───── Приведённый отрывок ─────

Историческая память Украины динамична
Имею определенную идиосинкразию к теме исторической памяти, к политике исторической памяти. Это моя личная проблема.
Когда говорю об исторической памяти, стараюсь не входить в нарративы и дискурсы. Не спорю, что они очень важны. Но сам анализ нарративов и дискурсов часто дает нам искаженную картину, если мы не определим, насколько они релевантны к общественной перцепции и как оно воспринимается снизу. Мой пример — это книга Георгия Касьянова Danse Macabre. Который пишет, что политика Ющенко по Голодомору была провалом. На самом деле политика Ющенко была провалом во всем — за исключением Голодомора. По тому, как эта политика воспринималась снизу, мы видим, что она успешна: в Украине есть общий консенсус относительно Голодомора. И начальной точкой собственно есть законы Ющенко, — пишет Ярослав Грицак для сайта zbruc.eu.
Я пытаюсь сопоставить те нарративы, которые есть сверху, с перцепции, которая есть снизу.
Хорошим примером является работа Барбары Шацкой, известного польского социолога. Она пробовала это делать на польском материале. Ее преимущество — что в Польше эти исследования делались долгие годы, почти 50 лет. К сожалению, Украине не хватает такого системного материала. Исторические лица, исторические явления начали системно изучаться только в начале этого века. Сейчас есть гораздо меньше материала для обобщения. Но все равно можем сделать определенные осторожные выводы.
Прежде всего, в Украине нет доминантного нарратива. В Украине существуют разные модели памяти. Упрощая, можно говорить о трех: первая — это украинская национальная модель, вторая — русская имперская модель и третья — советская модель. Две последние часто сливаются в одну — и тогда мы получаем образ этих «двух Украин», западной и восточной.

─────

_Описание задания_
Определите, согласуются ли с отрывком об исторической памяти Украины утверждения (а) «В Польше исследования исторической памяти велись почти 50 лет», (б) «В Украине существует доминантный нарратив» и (в) «Системное изучение исторических лиц в Украине началось в конце прошлого века». Для каждого ответьте «да» или «нет» и приведите точную цитату из отрывка, на которой основан ответ.

───── Строки данных ─────

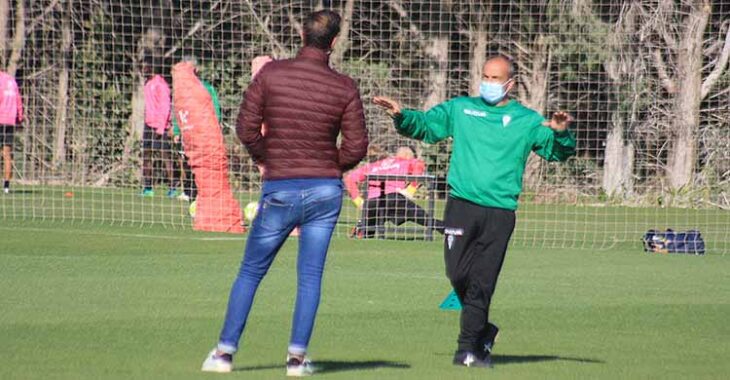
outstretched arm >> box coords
[373,96,453,144]
[532,112,576,161]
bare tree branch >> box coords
[164,20,204,58]
[287,8,304,36]
[701,21,730,99]
[388,0,424,41]
[652,49,677,94]
[246,0,288,56]
[25,0,58,36]
[330,0,355,66]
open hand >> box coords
[373,96,401,116]
[542,111,573,132]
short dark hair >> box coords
[304,9,342,50]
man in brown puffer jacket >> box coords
[202,10,368,376]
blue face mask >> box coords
[479,79,511,105]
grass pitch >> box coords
[0,220,730,379]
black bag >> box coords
[643,229,705,255]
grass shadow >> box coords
[3,189,40,195]
[233,360,411,373]
[492,355,606,364]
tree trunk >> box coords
[6,1,25,77]
[330,0,355,67]
[603,116,634,196]
[0,0,10,68]
[53,0,73,169]
[667,0,710,189]
[519,34,552,190]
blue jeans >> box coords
[218,179,343,354]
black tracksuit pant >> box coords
[444,197,515,352]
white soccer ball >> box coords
[243,202,259,223]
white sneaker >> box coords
[286,355,315,377]
[200,348,233,373]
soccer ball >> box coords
[243,202,259,223]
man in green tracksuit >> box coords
[373,55,575,367]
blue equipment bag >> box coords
[643,229,705,255]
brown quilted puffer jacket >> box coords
[236,47,368,180]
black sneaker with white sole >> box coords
[479,322,499,355]
[453,350,492,368]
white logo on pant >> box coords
[444,227,464,250]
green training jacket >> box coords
[172,79,221,136]
[394,97,575,210]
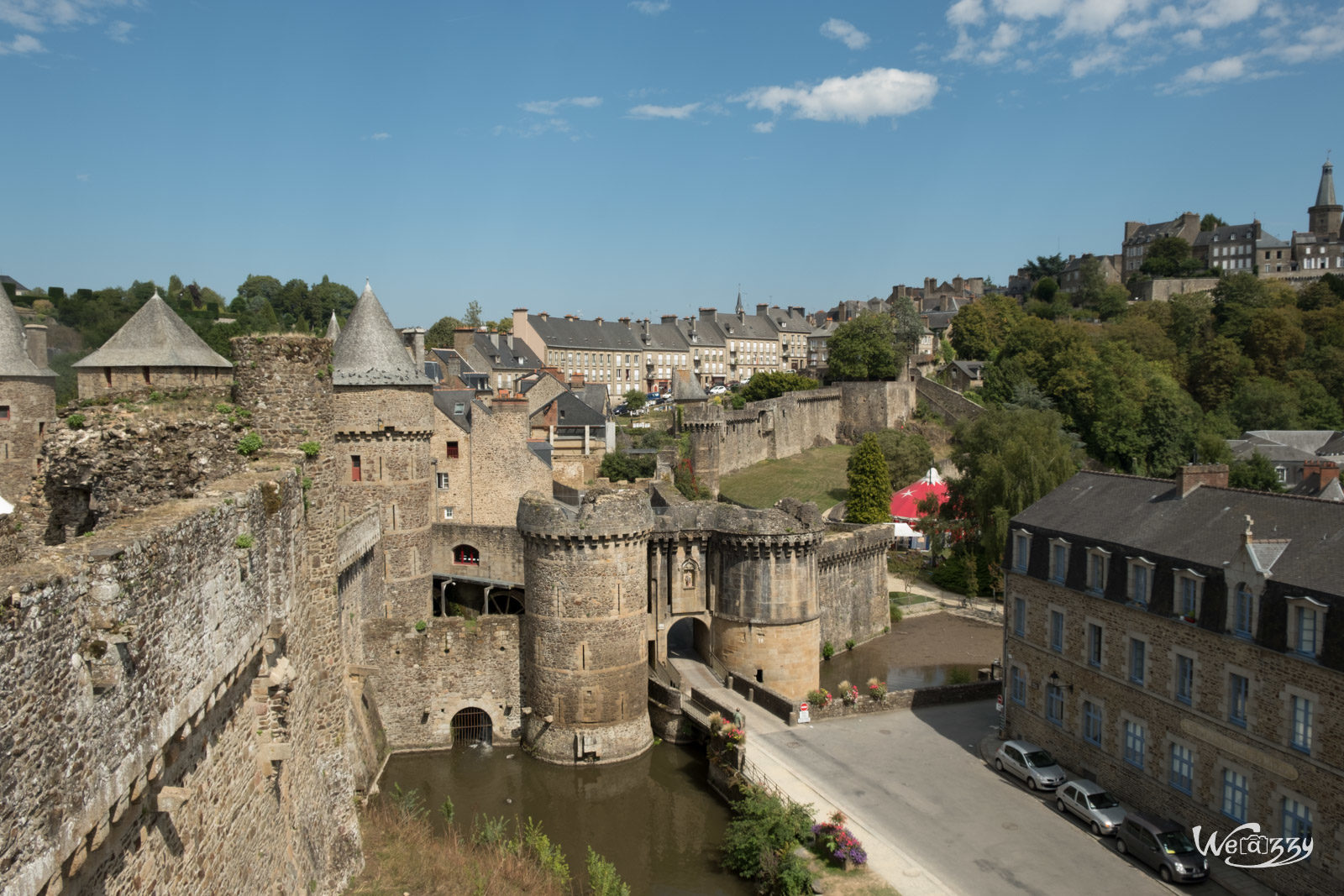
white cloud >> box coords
[630,0,672,16]
[731,69,938,123]
[629,102,701,121]
[517,97,602,116]
[822,18,869,50]
[0,34,47,56]
[948,0,985,27]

─────

_Ответ к заданию_
(а) Да: «в Польше эти исследования делались долгие годы, почти 50 лет».
(б) Нет: «в Украине нет доминантного нарратива».
(в) Нет: «Исторические лица, исторические явления начали системно изучаться только в начале этого века».